*Source data*:

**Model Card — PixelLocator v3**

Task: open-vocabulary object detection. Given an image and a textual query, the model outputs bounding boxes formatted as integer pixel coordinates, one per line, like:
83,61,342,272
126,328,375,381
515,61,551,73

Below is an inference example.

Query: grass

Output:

*What you will do*: Copy every item above line for line, without changing a single character.

*Result of the exercise*:
**Model Card — PixelLocator v3**

Task: open-vocabulary object detection. Given an image and a textual query, the model outputs bounding boxes formatted as integer pixel coordinates, one per line, like:
83,61,342,272
126,328,375,381
515,61,551,73

Below is an inference example.

Query: grass

Output:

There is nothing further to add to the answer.